> TASK GOAL: Read through the listing and copy every line that contains the word "like".

> INPUT MATERIAL:
========================================================================
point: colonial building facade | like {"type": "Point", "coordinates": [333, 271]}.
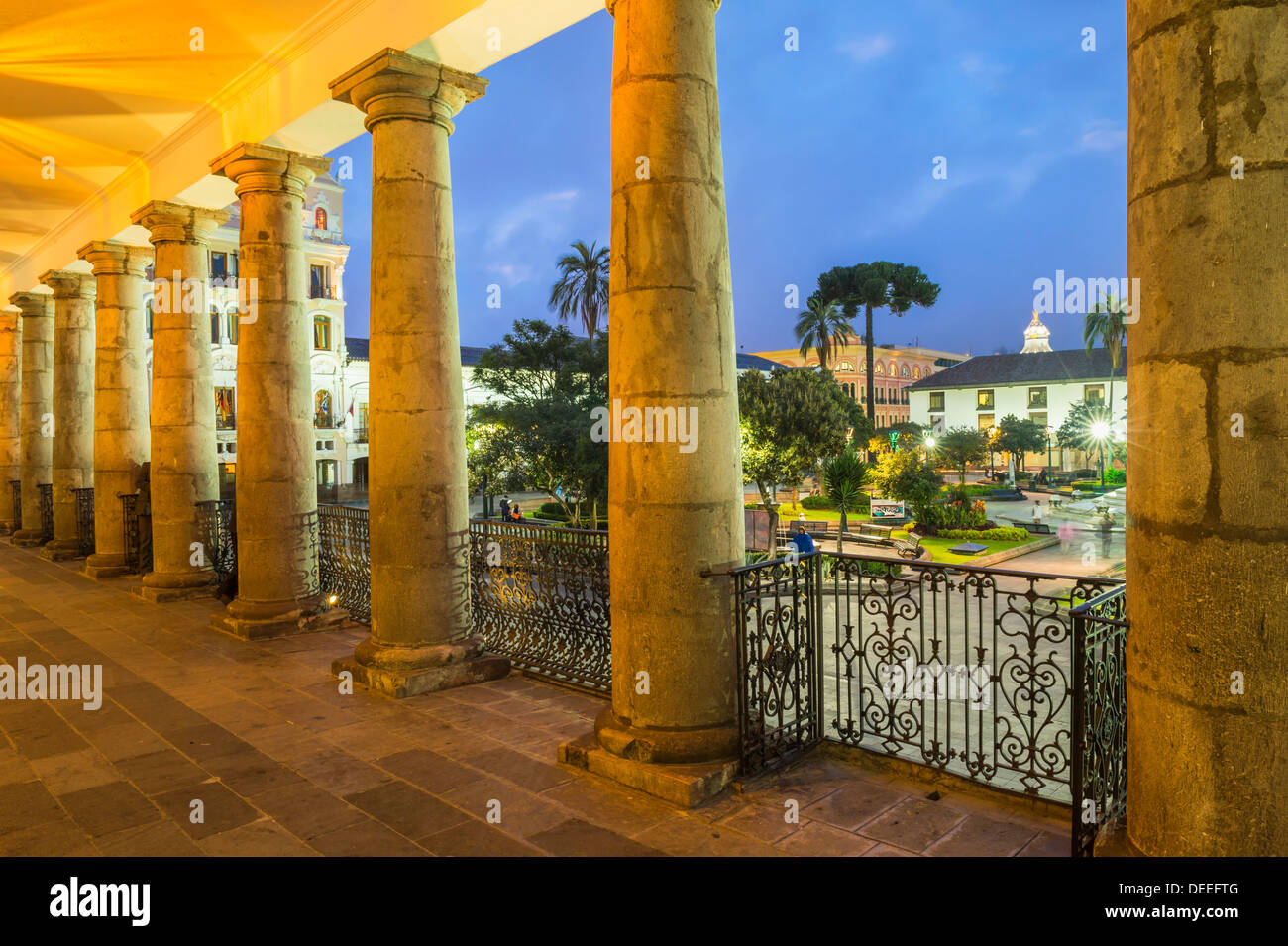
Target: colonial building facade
========================================================================
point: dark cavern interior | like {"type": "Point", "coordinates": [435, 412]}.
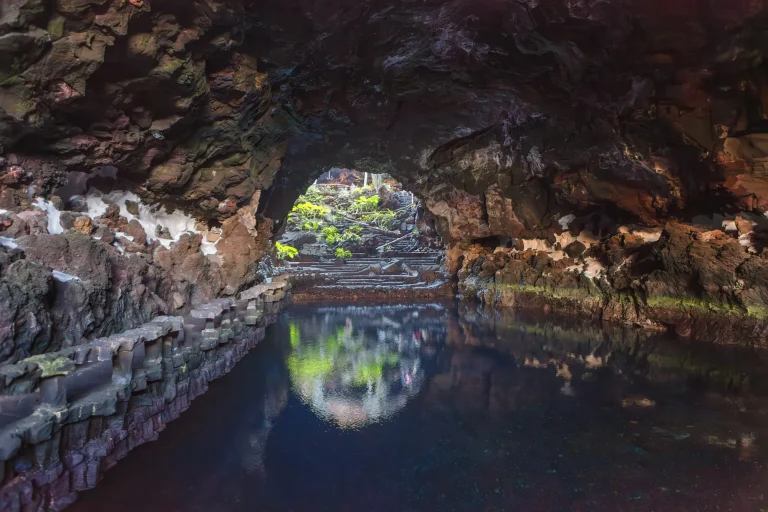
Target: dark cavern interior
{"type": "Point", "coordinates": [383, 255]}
========================================================================
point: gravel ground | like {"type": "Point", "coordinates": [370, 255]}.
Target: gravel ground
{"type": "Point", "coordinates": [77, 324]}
========================================================================
> YOUR RESPONSE:
point: colonial building facade | like {"type": "Point", "coordinates": [333, 271]}.
point: dark cavern interior | like {"type": "Point", "coordinates": [435, 412]}.
point: gravel ground | like {"type": "Point", "coordinates": [370, 255]}.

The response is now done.